(Dataset items)
· · · ·
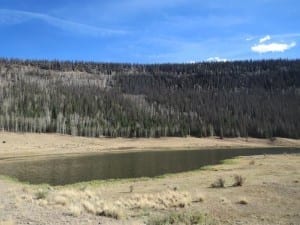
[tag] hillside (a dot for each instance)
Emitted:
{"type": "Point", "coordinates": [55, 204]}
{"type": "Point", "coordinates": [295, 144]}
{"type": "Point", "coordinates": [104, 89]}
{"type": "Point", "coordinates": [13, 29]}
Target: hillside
{"type": "Point", "coordinates": [232, 99]}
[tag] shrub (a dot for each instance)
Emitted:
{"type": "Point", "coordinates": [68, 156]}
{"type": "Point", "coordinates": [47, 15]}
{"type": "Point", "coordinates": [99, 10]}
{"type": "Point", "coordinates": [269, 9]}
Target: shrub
{"type": "Point", "coordinates": [41, 194]}
{"type": "Point", "coordinates": [111, 212]}
{"type": "Point", "coordinates": [219, 183]}
{"type": "Point", "coordinates": [185, 218]}
{"type": "Point", "coordinates": [243, 202]}
{"type": "Point", "coordinates": [239, 181]}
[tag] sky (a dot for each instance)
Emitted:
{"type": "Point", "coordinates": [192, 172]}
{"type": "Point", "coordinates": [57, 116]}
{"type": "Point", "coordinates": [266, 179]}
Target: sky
{"type": "Point", "coordinates": [150, 31]}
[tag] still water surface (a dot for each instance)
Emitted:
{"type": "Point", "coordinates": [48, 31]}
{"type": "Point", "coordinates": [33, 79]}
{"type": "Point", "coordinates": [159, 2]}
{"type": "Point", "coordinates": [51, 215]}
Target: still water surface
{"type": "Point", "coordinates": [68, 170]}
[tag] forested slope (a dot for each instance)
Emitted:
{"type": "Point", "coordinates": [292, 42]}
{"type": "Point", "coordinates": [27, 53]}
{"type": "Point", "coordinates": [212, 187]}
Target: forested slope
{"type": "Point", "coordinates": [244, 98]}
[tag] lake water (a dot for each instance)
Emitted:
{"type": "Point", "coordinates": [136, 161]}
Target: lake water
{"type": "Point", "coordinates": [72, 169]}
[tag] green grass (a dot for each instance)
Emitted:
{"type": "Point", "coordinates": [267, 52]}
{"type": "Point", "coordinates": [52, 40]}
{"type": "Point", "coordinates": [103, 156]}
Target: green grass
{"type": "Point", "coordinates": [184, 218]}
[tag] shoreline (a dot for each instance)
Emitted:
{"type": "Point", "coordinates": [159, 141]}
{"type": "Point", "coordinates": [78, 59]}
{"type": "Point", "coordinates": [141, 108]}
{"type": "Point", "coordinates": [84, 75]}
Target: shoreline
{"type": "Point", "coordinates": [23, 145]}
{"type": "Point", "coordinates": [268, 193]}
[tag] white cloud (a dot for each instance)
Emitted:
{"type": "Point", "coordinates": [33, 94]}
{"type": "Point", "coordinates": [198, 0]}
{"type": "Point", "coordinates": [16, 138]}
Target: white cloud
{"type": "Point", "coordinates": [16, 16]}
{"type": "Point", "coordinates": [272, 47]}
{"type": "Point", "coordinates": [216, 59]}
{"type": "Point", "coordinates": [264, 39]}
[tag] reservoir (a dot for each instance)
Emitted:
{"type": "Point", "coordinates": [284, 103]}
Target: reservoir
{"type": "Point", "coordinates": [72, 169]}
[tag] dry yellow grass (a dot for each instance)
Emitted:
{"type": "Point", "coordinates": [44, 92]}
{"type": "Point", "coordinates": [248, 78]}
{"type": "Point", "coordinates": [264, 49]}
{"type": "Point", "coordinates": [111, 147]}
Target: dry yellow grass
{"type": "Point", "coordinates": [25, 144]}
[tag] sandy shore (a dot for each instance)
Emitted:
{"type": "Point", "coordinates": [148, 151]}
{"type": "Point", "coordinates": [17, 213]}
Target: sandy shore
{"type": "Point", "coordinates": [269, 196]}
{"type": "Point", "coordinates": [28, 144]}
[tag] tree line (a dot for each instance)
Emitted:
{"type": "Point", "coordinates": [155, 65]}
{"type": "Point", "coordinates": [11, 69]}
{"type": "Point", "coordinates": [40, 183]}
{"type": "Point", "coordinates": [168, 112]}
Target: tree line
{"type": "Point", "coordinates": [227, 99]}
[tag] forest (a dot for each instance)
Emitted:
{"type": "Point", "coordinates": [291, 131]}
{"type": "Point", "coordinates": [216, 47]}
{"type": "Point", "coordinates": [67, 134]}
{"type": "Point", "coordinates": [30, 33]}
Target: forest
{"type": "Point", "coordinates": [226, 99]}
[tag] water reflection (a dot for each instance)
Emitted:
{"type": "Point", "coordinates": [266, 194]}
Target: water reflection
{"type": "Point", "coordinates": [59, 171]}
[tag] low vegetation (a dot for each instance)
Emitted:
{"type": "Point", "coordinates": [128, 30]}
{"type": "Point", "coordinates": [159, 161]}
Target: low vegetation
{"type": "Point", "coordinates": [238, 181]}
{"type": "Point", "coordinates": [219, 183]}
{"type": "Point", "coordinates": [184, 218]}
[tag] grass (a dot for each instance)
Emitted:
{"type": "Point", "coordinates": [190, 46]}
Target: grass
{"type": "Point", "coordinates": [41, 194]}
{"type": "Point", "coordinates": [238, 181]}
{"type": "Point", "coordinates": [184, 218]}
{"type": "Point", "coordinates": [243, 201]}
{"type": "Point", "coordinates": [219, 183]}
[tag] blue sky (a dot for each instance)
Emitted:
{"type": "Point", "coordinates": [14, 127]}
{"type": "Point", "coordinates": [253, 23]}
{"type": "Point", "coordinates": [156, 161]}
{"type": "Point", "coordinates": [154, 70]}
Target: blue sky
{"type": "Point", "coordinates": [150, 31]}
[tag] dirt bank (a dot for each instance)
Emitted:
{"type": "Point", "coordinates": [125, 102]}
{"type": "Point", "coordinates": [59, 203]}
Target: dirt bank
{"type": "Point", "coordinates": [28, 144]}
{"type": "Point", "coordinates": [269, 195]}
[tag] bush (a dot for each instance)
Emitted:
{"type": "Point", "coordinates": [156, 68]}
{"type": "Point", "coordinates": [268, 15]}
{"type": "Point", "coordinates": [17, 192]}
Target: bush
{"type": "Point", "coordinates": [239, 181]}
{"type": "Point", "coordinates": [41, 194]}
{"type": "Point", "coordinates": [219, 183]}
{"type": "Point", "coordinates": [185, 218]}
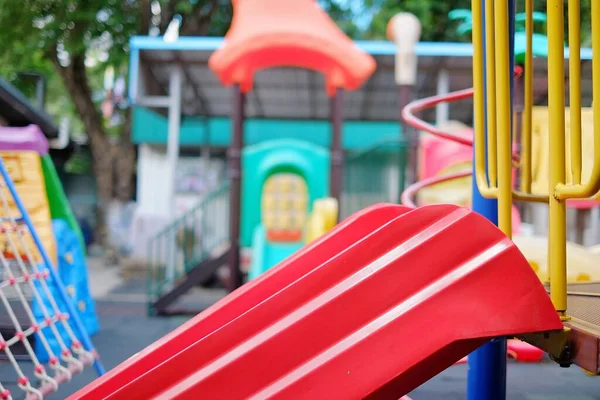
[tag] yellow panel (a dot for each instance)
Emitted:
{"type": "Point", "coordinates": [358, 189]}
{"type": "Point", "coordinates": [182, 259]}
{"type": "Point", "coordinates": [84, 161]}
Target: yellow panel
{"type": "Point", "coordinates": [582, 263]}
{"type": "Point", "coordinates": [25, 169]}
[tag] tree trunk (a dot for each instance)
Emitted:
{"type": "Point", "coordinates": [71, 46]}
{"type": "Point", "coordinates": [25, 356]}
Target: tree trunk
{"type": "Point", "coordinates": [125, 164]}
{"type": "Point", "coordinates": [113, 165]}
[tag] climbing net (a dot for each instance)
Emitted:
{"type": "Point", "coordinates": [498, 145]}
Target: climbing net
{"type": "Point", "coordinates": [34, 330]}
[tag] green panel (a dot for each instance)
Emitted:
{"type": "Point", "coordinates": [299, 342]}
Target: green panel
{"type": "Point", "coordinates": [367, 176]}
{"type": "Point", "coordinates": [284, 155]}
{"type": "Point", "coordinates": [150, 127]}
{"type": "Point", "coordinates": [57, 199]}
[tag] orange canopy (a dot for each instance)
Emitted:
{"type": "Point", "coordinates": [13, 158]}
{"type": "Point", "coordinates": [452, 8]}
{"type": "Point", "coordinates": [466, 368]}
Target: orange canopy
{"type": "Point", "coordinates": [288, 33]}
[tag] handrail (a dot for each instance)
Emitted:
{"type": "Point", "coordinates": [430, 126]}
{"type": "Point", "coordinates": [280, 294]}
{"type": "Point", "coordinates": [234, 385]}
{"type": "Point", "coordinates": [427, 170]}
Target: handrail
{"type": "Point", "coordinates": [409, 116]}
{"type": "Point", "coordinates": [562, 190]}
{"type": "Point", "coordinates": [202, 203]}
{"type": "Point", "coordinates": [407, 198]}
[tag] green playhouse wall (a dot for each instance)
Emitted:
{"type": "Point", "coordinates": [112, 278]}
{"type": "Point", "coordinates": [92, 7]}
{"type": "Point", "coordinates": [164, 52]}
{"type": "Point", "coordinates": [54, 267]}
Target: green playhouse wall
{"type": "Point", "coordinates": [57, 199]}
{"type": "Point", "coordinates": [152, 128]}
{"type": "Point", "coordinates": [274, 156]}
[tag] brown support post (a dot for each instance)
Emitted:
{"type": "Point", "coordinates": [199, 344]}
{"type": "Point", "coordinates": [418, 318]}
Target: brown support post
{"type": "Point", "coordinates": [405, 96]}
{"type": "Point", "coordinates": [519, 105]}
{"type": "Point", "coordinates": [235, 175]}
{"type": "Point", "coordinates": [337, 154]}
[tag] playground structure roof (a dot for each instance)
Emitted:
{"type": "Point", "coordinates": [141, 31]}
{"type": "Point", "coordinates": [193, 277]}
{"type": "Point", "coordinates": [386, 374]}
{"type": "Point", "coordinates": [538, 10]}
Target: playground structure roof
{"type": "Point", "coordinates": [293, 93]}
{"type": "Point", "coordinates": [18, 111]}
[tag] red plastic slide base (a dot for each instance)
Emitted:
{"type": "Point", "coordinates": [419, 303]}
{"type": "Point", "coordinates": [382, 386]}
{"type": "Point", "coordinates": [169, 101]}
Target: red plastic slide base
{"type": "Point", "coordinates": [385, 301]}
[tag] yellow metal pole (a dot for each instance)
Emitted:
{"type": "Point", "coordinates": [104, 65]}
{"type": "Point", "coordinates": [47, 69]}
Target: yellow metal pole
{"type": "Point", "coordinates": [556, 108]}
{"type": "Point", "coordinates": [592, 187]}
{"type": "Point", "coordinates": [478, 105]}
{"type": "Point", "coordinates": [503, 114]}
{"type": "Point", "coordinates": [492, 154]}
{"type": "Point", "coordinates": [575, 89]}
{"type": "Point", "coordinates": [478, 101]}
{"type": "Point", "coordinates": [596, 80]}
{"type": "Point", "coordinates": [528, 100]}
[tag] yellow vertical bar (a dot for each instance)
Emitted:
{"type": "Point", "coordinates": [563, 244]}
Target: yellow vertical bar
{"type": "Point", "coordinates": [575, 89]}
{"type": "Point", "coordinates": [557, 256]}
{"type": "Point", "coordinates": [490, 60]}
{"type": "Point", "coordinates": [503, 115]}
{"type": "Point", "coordinates": [596, 78]}
{"type": "Point", "coordinates": [526, 132]}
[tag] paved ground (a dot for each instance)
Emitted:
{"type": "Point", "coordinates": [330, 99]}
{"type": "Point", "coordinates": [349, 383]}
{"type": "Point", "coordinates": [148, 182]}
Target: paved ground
{"type": "Point", "coordinates": [125, 329]}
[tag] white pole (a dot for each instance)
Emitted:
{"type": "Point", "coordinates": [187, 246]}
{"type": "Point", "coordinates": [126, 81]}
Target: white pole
{"type": "Point", "coordinates": [442, 110]}
{"type": "Point", "coordinates": [173, 134]}
{"type": "Point", "coordinates": [172, 156]}
{"type": "Point", "coordinates": [404, 29]}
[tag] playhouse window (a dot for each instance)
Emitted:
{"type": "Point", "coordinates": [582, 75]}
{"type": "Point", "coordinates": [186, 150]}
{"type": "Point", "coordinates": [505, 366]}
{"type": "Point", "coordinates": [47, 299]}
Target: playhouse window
{"type": "Point", "coordinates": [284, 206]}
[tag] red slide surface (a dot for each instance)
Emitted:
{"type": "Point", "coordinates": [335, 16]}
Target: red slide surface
{"type": "Point", "coordinates": [385, 301]}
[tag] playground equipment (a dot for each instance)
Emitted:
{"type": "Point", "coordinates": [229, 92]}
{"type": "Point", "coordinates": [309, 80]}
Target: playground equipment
{"type": "Point", "coordinates": [372, 264]}
{"type": "Point", "coordinates": [53, 320]}
{"type": "Point", "coordinates": [282, 179]}
{"type": "Point", "coordinates": [493, 74]}
{"type": "Point", "coordinates": [440, 157]}
{"type": "Point", "coordinates": [287, 40]}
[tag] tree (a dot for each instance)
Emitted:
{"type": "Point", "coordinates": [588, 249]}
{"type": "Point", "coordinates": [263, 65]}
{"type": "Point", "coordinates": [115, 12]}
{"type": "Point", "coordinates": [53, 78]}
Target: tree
{"type": "Point", "coordinates": [59, 38]}
{"type": "Point", "coordinates": [439, 27]}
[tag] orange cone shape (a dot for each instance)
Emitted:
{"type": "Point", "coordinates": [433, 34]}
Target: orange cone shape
{"type": "Point", "coordinates": [288, 33]}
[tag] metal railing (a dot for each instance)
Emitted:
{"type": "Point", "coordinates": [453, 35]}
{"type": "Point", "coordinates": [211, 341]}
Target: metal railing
{"type": "Point", "coordinates": [374, 175]}
{"type": "Point", "coordinates": [190, 239]}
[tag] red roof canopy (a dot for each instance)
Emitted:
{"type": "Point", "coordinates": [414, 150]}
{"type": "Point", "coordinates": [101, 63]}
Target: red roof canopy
{"type": "Point", "coordinates": [288, 33]}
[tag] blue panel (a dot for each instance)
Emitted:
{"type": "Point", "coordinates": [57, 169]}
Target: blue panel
{"type": "Point", "coordinates": [150, 127]}
{"type": "Point", "coordinates": [486, 376]}
{"type": "Point", "coordinates": [266, 255]}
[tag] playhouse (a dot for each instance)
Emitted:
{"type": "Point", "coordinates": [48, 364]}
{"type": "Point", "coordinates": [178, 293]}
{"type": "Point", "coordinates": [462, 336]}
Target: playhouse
{"type": "Point", "coordinates": [376, 305]}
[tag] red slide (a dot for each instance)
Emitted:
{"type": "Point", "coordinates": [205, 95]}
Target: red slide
{"type": "Point", "coordinates": [382, 303]}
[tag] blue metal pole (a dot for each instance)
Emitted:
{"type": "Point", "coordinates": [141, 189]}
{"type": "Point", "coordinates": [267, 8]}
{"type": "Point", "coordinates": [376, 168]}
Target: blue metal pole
{"type": "Point", "coordinates": [73, 315]}
{"type": "Point", "coordinates": [486, 376]}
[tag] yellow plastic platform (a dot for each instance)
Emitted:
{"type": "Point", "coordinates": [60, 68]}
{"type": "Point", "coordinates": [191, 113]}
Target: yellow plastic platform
{"type": "Point", "coordinates": [322, 219]}
{"type": "Point", "coordinates": [540, 148]}
{"type": "Point", "coordinates": [583, 264]}
{"type": "Point", "coordinates": [25, 169]}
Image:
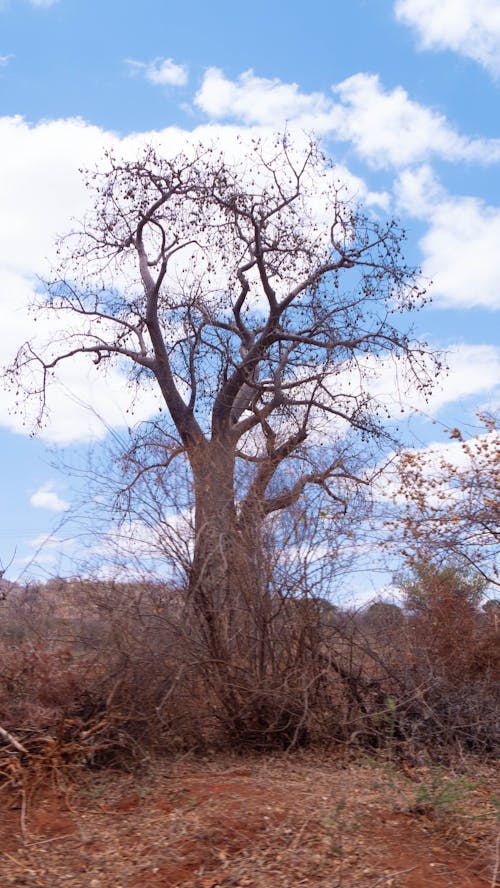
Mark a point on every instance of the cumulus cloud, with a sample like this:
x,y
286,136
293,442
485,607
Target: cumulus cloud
x,y
258,100
470,27
473,372
47,498
44,191
389,129
460,247
386,127
160,72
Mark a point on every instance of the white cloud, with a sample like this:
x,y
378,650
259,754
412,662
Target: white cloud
x,y
258,100
473,373
386,127
460,247
44,190
160,72
47,498
470,27
389,129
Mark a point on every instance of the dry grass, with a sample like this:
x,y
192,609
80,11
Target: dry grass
x,y
266,822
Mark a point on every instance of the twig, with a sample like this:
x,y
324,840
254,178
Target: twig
x,y
18,862
12,740
392,875
52,839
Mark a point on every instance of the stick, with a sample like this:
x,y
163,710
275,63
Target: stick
x,y
15,743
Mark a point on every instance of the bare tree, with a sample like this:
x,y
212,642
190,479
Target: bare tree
x,y
257,296
447,503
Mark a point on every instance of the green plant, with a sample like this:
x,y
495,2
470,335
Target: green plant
x,y
442,795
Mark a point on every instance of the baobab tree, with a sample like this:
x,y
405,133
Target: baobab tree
x,y
257,297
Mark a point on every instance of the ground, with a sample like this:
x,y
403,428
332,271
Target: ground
x,y
263,822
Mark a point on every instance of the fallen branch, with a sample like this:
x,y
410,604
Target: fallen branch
x,y
12,740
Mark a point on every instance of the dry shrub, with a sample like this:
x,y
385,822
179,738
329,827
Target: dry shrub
x,y
110,673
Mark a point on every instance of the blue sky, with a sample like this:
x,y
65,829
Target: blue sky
x,y
405,95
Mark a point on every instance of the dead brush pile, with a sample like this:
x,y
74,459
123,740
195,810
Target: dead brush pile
x,y
104,675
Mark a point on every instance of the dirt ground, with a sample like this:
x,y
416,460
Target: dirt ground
x,y
276,822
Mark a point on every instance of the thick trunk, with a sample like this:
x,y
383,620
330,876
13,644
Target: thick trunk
x,y
226,583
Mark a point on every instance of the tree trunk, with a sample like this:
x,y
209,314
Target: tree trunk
x,y
226,584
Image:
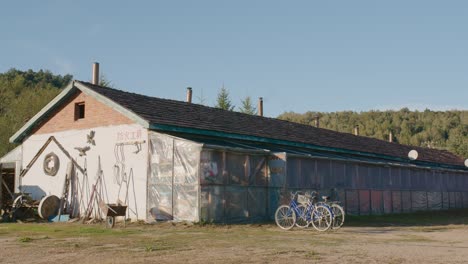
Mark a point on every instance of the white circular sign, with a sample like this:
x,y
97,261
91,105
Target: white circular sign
x,y
413,155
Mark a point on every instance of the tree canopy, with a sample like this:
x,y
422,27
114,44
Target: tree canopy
x,y
247,107
223,101
22,95
432,129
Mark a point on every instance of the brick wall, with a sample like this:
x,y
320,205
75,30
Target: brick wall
x,y
97,114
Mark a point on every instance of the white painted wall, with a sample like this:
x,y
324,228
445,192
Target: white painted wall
x,y
39,184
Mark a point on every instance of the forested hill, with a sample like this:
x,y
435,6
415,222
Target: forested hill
x,y
22,95
434,129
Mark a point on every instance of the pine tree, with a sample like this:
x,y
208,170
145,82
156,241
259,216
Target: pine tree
x,y
247,107
223,101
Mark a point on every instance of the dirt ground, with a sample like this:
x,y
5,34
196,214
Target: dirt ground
x,y
266,243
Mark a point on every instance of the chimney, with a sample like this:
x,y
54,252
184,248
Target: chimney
x,y
189,95
356,130
317,121
260,106
95,79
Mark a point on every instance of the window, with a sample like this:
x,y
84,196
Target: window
x,y
79,110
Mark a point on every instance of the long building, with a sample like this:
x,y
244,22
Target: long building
x,y
174,160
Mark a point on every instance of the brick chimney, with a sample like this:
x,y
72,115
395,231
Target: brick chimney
x,y
317,120
189,95
260,106
95,78
356,130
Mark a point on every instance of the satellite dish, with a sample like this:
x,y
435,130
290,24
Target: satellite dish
x,y
413,155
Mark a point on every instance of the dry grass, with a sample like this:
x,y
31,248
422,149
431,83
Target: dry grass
x,y
260,243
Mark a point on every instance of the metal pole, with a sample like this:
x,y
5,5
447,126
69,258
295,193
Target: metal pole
x,y
1,187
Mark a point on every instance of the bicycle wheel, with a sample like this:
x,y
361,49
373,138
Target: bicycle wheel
x,y
338,216
321,218
285,217
301,217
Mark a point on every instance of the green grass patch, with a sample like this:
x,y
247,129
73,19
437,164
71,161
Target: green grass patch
x,y
24,239
423,218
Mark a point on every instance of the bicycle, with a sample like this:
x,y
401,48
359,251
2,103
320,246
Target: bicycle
x,y
286,216
337,210
320,216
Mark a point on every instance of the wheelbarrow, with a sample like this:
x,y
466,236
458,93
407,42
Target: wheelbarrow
x,y
111,211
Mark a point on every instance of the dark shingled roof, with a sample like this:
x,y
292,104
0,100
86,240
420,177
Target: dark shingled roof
x,y
186,115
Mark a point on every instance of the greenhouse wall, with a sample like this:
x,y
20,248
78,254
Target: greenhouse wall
x,y
195,182
234,186
366,189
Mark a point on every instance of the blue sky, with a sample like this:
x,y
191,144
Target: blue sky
x,y
298,55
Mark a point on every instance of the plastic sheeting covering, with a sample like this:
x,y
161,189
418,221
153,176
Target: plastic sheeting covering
x,y
434,200
418,201
173,180
234,186
189,182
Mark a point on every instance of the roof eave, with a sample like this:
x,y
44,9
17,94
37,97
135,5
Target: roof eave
x,y
41,115
69,90
117,107
177,129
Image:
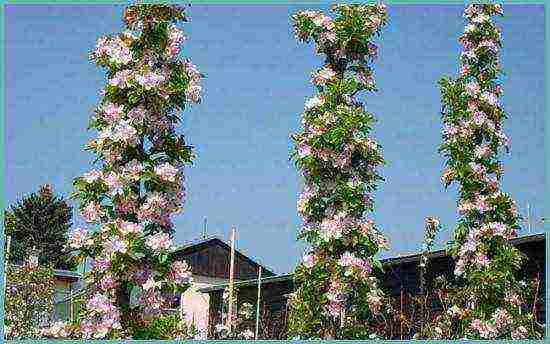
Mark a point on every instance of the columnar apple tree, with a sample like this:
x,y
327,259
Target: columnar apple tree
x,y
337,292
131,199
473,137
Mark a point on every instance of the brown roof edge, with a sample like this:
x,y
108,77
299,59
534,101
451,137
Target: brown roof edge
x,y
219,241
386,261
440,253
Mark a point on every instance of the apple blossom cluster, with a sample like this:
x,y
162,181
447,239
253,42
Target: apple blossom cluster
x,y
132,198
338,160
473,137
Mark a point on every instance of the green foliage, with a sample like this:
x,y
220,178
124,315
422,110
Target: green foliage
x,y
40,220
164,327
29,300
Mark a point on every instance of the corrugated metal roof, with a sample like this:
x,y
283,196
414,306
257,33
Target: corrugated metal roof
x,y
386,261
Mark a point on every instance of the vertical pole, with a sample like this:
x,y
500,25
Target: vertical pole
x,y
258,303
7,254
231,280
181,310
528,218
71,309
7,258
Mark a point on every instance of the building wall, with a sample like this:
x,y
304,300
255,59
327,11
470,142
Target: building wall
x,y
213,260
400,275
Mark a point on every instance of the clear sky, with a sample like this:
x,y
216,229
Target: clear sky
x,y
257,78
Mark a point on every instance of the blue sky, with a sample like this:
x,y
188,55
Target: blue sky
x,y
257,78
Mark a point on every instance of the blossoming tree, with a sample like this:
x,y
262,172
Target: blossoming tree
x,y
473,137
337,293
140,184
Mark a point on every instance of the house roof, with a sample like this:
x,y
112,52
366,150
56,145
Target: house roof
x,y
199,244
387,261
62,274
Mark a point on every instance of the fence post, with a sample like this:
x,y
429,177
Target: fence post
x,y
258,303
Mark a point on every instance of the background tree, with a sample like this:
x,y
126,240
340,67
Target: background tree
x,y
338,295
40,220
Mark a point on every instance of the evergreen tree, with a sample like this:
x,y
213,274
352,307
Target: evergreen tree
x,y
40,220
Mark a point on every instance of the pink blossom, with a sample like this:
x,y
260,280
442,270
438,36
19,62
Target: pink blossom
x,y
304,150
107,282
133,169
520,333
375,302
166,172
79,238
150,80
313,103
482,259
137,114
115,245
472,88
490,98
125,132
130,227
114,183
113,112
309,260
483,151
502,318
193,93
92,176
323,76
92,212
121,79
· · · ·
→ What is being asked: Write out, word for word, the stretch of entries that begins at the line with "Mark a point on every instance of the satellite" and ends at the line with "Mark a point on every instance of the apple". Pictures do not belong in it.

→ Expected answer:
Mark a point on every instance of the satellite dish, with a sample like this:
x,y
435,130
290,24
Target: satellite dish
x,y
413,155
Mark a point on every instance of the dry grass, with a sample like this:
x,y
31,248
422,149
431,83
Target: dry grass
x,y
260,243
Mark a point on every instance of the metal pole, with a sample like this:
x,y
5,5
447,126
69,258
295,193
Target: metal pole
x,y
1,187
Mark a point on every instance of the bicycle wheel, with a sample like this:
x,y
361,49
373,138
Target: bicycle wheel
x,y
338,216
321,218
285,217
301,217
Mark a point on every instance of the green grass patch, with a sample like this:
x,y
247,129
73,19
437,164
71,161
Target: green grass patch
x,y
24,239
423,218
Mark a point on every instance of the bicycle, with a sample like this:
x,y
401,48
359,251
2,103
320,246
Target: bicycle
x,y
286,216
337,210
320,216
Mark a point on every instance of the wheelbarrow, with a sample like this:
x,y
466,236
458,93
407,42
Target: wheelbarrow
x,y
111,211
Mark a point on every instance of the dark shingled roof, with a sample like this:
x,y
292,104
0,100
86,240
420,177
Target: dark shingled roof
x,y
186,115
Mark a point on every instance of the greenhouse wall, with a sample like this:
x,y
20,248
78,254
Target: greenhouse wall
x,y
195,182
234,186
366,189
Mark a point on every instance of the blue sky, with a sample like this:
x,y
191,144
Target: blue sky
x,y
298,55
Mark a point on every instance of the plastic sheeting covering, with a sample like this:
x,y
161,189
418,221
153,176
Target: plastic sheeting covering
x,y
434,200
418,201
173,180
234,186
189,182
Mark a point on every instance of the roof eave, with a sample like this:
x,y
44,9
17,94
37,97
135,5
Target: roof eave
x,y
41,115
69,90
117,107
177,129
Image:
Mark a point on every instance of the columnar apple tree, with a sample like this:
x,y
327,259
Target: columnar apple tree
x,y
337,292
131,199
473,137
Mark a point on every instance of the brown roof edge, with a sample like this:
x,y
108,77
299,59
534,101
451,137
Target: brown roof edge
x,y
219,241
386,261
440,253
Mark a point on every instance of the apple blossom cluster, with a sample like this:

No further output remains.